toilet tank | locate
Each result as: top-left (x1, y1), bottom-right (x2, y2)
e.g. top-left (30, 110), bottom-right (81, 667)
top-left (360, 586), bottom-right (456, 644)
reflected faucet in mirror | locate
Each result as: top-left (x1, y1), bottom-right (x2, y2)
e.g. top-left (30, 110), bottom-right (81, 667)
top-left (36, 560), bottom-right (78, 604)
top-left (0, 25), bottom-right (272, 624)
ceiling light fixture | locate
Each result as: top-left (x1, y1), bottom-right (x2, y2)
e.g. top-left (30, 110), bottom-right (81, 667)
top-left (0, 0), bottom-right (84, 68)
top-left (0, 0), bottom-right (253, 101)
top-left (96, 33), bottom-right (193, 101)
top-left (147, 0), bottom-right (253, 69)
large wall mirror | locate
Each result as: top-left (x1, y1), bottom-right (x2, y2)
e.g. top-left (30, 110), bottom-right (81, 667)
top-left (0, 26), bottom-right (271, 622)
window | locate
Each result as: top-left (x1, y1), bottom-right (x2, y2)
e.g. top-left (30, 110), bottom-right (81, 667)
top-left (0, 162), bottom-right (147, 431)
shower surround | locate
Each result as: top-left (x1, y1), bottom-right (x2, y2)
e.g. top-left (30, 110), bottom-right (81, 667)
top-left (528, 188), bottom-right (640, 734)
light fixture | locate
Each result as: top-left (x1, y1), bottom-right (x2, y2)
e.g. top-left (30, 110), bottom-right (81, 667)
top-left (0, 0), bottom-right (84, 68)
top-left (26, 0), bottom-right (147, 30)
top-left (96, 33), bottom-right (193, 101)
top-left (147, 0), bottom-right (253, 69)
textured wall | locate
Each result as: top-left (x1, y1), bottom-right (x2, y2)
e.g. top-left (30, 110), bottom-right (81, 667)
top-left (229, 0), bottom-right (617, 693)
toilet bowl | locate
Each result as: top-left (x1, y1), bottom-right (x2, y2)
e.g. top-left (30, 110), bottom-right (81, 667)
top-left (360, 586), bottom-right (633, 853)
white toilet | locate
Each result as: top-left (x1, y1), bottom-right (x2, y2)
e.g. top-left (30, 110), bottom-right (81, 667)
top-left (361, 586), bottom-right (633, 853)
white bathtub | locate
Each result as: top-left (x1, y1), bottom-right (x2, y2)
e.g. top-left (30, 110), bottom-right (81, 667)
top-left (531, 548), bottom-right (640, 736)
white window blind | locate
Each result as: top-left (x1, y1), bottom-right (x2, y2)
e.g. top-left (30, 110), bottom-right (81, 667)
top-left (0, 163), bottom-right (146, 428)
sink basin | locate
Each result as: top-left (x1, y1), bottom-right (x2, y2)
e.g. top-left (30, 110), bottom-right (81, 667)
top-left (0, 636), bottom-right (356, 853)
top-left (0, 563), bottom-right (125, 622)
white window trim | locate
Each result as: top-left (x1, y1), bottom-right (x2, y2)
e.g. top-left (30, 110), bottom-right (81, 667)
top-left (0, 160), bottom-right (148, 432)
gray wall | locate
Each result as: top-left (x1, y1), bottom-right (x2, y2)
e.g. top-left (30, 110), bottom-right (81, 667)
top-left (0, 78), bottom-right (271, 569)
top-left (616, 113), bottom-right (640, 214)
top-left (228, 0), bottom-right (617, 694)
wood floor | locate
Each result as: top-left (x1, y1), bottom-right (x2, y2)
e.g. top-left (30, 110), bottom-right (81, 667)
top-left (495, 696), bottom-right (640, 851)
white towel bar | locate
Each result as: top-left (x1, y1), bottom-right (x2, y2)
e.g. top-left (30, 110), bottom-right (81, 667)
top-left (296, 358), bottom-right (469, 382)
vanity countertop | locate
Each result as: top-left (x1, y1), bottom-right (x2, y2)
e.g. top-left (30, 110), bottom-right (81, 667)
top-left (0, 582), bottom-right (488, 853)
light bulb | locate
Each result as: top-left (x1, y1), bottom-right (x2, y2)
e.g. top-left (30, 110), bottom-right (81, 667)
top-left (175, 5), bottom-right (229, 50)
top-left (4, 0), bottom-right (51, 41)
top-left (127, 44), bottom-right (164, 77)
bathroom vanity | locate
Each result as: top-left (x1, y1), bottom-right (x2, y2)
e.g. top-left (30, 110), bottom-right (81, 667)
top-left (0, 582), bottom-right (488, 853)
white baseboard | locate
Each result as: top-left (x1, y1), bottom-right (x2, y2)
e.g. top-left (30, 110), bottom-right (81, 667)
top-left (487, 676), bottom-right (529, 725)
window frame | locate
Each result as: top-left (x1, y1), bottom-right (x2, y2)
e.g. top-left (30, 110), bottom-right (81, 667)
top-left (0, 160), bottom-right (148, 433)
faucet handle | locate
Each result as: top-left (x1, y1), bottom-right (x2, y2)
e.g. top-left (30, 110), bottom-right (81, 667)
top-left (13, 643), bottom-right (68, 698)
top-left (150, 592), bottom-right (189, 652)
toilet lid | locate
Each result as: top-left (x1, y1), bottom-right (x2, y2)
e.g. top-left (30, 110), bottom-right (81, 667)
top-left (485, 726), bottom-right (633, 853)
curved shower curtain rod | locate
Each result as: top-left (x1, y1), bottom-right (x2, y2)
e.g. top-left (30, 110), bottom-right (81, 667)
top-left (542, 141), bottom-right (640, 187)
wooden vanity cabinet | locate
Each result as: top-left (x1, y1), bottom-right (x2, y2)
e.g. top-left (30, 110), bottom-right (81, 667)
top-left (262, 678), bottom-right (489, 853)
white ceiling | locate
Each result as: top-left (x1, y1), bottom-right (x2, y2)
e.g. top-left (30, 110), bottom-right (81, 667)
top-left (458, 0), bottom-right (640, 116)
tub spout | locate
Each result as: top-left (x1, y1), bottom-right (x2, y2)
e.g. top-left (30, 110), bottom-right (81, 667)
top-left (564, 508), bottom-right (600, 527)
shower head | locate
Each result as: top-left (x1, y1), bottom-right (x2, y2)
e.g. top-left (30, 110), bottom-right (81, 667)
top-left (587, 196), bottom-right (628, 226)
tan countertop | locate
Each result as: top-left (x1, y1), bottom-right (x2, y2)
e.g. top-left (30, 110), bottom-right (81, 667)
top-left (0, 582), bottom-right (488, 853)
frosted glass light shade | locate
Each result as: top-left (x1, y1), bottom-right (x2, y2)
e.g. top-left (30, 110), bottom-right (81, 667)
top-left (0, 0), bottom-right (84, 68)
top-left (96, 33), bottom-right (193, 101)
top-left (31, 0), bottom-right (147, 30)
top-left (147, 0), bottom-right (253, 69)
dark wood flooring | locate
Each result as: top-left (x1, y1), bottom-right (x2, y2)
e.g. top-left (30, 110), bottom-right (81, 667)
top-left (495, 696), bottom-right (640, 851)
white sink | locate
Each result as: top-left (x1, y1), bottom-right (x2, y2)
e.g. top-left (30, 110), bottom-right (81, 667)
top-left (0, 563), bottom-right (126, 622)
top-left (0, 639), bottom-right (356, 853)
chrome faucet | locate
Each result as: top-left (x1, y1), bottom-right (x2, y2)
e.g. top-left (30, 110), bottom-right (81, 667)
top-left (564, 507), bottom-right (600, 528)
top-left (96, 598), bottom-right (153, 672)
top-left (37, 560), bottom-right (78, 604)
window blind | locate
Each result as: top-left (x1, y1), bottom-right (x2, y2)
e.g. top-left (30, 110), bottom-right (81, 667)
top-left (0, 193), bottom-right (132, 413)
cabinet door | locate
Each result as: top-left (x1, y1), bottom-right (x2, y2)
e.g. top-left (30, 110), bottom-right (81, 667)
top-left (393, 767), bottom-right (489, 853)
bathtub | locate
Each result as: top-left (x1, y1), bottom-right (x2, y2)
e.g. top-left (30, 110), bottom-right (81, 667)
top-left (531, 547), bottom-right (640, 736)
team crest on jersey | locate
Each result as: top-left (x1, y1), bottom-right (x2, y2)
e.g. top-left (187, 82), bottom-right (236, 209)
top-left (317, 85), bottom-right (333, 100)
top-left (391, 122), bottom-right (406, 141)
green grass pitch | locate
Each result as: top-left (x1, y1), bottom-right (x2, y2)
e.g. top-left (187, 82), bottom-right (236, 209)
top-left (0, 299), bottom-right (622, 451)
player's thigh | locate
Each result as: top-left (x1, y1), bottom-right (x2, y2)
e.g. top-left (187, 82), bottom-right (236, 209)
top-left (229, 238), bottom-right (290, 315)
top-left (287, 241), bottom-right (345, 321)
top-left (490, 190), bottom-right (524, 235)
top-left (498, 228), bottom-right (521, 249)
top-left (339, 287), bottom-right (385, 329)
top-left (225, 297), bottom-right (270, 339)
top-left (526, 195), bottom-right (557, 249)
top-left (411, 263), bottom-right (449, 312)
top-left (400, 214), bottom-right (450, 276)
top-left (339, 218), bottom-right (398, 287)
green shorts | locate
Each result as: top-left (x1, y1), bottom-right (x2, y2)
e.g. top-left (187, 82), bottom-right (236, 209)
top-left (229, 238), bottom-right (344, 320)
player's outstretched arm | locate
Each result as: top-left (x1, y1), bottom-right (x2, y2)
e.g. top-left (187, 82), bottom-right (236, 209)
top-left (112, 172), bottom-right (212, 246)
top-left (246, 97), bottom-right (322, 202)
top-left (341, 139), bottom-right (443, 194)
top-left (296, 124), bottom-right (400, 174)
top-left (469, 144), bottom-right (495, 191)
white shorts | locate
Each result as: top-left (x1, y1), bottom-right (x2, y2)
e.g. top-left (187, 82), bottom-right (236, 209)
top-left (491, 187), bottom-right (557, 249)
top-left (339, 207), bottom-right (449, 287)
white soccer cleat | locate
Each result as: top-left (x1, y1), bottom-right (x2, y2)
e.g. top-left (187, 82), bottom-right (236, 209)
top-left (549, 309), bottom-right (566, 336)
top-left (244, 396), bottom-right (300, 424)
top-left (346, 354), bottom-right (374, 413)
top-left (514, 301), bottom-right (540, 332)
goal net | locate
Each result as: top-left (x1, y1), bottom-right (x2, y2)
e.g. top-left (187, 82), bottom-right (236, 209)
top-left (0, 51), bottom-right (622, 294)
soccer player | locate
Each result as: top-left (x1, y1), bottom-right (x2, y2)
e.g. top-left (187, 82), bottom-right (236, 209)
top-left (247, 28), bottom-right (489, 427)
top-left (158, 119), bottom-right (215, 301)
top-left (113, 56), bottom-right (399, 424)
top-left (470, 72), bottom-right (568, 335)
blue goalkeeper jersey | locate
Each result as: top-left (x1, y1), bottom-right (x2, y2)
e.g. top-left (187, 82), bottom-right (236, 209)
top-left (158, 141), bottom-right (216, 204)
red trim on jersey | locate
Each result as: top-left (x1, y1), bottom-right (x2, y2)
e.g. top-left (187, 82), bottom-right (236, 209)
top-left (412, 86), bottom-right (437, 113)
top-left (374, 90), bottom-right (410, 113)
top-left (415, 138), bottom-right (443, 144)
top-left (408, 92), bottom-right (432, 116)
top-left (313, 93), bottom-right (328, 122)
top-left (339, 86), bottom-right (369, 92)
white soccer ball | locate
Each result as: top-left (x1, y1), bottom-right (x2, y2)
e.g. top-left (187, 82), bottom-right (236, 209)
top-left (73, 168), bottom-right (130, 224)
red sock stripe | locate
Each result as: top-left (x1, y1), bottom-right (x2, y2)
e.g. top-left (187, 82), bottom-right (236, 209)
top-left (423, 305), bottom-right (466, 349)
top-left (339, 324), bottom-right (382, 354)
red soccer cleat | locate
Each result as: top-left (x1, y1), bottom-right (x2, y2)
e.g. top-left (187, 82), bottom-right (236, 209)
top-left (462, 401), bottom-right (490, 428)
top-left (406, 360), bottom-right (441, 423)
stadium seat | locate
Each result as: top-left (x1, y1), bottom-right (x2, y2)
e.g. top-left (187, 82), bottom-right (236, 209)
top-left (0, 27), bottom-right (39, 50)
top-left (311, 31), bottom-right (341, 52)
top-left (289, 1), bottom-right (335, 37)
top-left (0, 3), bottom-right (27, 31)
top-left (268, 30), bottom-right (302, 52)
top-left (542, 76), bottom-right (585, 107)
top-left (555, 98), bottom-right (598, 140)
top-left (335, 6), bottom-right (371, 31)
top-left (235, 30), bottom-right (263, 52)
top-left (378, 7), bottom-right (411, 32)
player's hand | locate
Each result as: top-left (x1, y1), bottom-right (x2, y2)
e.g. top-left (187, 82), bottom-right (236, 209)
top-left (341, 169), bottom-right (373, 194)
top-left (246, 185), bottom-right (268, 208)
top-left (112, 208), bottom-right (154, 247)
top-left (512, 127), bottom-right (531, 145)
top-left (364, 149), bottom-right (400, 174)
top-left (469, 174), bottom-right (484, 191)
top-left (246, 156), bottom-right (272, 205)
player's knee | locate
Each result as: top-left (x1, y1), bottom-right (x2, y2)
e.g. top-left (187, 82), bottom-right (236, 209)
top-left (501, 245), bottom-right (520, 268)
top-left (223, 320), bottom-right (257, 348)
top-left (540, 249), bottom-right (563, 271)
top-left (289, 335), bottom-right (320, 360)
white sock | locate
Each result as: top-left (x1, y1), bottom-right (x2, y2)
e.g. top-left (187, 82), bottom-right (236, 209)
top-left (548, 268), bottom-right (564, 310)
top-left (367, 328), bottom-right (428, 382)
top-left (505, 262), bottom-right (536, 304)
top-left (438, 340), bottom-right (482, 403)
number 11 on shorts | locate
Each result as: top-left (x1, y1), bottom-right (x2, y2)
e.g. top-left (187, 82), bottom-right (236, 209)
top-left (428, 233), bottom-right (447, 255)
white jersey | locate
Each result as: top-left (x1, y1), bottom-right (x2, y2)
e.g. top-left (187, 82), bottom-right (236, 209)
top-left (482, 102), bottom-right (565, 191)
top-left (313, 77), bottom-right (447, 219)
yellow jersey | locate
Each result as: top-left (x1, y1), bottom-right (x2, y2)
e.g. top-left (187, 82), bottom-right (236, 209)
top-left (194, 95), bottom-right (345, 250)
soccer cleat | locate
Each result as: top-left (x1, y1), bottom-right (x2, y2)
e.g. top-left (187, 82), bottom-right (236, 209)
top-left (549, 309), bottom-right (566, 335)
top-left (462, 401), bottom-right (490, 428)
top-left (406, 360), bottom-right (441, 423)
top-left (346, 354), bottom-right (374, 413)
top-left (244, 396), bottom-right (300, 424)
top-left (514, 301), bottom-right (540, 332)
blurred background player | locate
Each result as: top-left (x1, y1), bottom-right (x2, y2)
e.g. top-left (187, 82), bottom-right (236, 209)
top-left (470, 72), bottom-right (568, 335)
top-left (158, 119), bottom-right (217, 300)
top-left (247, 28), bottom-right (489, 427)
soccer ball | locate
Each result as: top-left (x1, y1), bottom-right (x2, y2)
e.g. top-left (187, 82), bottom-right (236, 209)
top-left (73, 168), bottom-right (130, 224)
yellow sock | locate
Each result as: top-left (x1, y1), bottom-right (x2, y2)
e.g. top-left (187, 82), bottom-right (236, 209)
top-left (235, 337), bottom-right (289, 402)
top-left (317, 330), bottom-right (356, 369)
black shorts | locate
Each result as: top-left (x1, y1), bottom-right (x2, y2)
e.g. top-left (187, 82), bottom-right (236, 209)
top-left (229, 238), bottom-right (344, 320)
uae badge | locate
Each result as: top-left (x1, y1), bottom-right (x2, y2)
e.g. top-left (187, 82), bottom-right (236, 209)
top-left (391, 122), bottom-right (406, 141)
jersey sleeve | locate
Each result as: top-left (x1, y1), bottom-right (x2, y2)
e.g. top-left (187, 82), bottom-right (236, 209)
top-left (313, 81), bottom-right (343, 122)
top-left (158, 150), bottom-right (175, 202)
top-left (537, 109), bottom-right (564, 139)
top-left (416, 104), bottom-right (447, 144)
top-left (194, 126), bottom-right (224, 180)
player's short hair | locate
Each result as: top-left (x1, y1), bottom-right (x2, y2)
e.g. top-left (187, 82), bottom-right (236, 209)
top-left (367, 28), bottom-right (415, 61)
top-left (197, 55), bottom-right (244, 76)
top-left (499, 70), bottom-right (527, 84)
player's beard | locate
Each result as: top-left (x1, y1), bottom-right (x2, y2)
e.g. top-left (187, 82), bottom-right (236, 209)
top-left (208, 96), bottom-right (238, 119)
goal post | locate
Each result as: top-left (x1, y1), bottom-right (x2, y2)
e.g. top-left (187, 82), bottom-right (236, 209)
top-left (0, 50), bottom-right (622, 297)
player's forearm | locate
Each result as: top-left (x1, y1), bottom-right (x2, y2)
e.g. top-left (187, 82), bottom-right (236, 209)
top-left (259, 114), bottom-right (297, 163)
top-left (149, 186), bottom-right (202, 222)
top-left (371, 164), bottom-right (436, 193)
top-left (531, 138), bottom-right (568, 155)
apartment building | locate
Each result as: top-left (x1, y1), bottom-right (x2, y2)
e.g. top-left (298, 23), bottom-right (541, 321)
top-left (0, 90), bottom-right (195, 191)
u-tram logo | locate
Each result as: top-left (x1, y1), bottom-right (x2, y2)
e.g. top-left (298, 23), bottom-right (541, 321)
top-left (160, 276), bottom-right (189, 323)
──────────────────────────────
Direction:
Copy the records verbatim from their first line down to the line containing "top-left (531, 548), bottom-right (640, 736)", including both of those lines.

Written reply:
toilet tank | locate
Each result as: top-left (x1, y1), bottom-right (x2, y2)
e.g. top-left (30, 110), bottom-right (81, 667)
top-left (360, 586), bottom-right (456, 644)
reflected faucet in mirror | locate
Each result as: top-left (x1, y1), bottom-right (x2, y2)
e.g. top-left (30, 110), bottom-right (81, 667)
top-left (36, 560), bottom-right (78, 604)
top-left (0, 25), bottom-right (272, 624)
ceiling light fixture | locate
Each result as: top-left (x1, y1), bottom-right (x2, y2)
e.g. top-left (30, 110), bottom-right (81, 667)
top-left (0, 0), bottom-right (84, 68)
top-left (0, 0), bottom-right (253, 101)
top-left (96, 33), bottom-right (193, 101)
top-left (147, 0), bottom-right (253, 69)
large wall mirror | locate
Each result as: top-left (x1, y1), bottom-right (x2, y2)
e.g. top-left (30, 110), bottom-right (81, 667)
top-left (0, 26), bottom-right (271, 622)
window | locate
Each result as: top-left (x1, y1), bottom-right (x2, y2)
e.g. top-left (30, 110), bottom-right (81, 667)
top-left (0, 162), bottom-right (147, 431)
shower surround | locate
Each result as: top-left (x1, y1), bottom-right (x2, y2)
e.g. top-left (30, 110), bottom-right (81, 667)
top-left (528, 188), bottom-right (640, 734)
light fixture | locate
Each result as: top-left (x1, y1), bottom-right (x2, y2)
e.g. top-left (30, 110), bottom-right (81, 667)
top-left (0, 0), bottom-right (84, 68)
top-left (26, 0), bottom-right (147, 30)
top-left (96, 33), bottom-right (193, 101)
top-left (147, 0), bottom-right (253, 69)
textured wall | locate
Each result as: top-left (x1, y1), bottom-right (x2, y2)
e.g. top-left (30, 110), bottom-right (81, 667)
top-left (229, 0), bottom-right (617, 693)
toilet bowl | locate
Each result as: top-left (x1, y1), bottom-right (x2, y2)
e.g. top-left (30, 110), bottom-right (81, 667)
top-left (360, 586), bottom-right (633, 853)
white toilet | locate
Each result as: top-left (x1, y1), bottom-right (x2, y2)
e.g. top-left (30, 110), bottom-right (81, 667)
top-left (361, 586), bottom-right (633, 853)
white bathtub | locate
Each result as: top-left (x1, y1), bottom-right (x2, y2)
e.g. top-left (30, 110), bottom-right (81, 667)
top-left (531, 548), bottom-right (640, 736)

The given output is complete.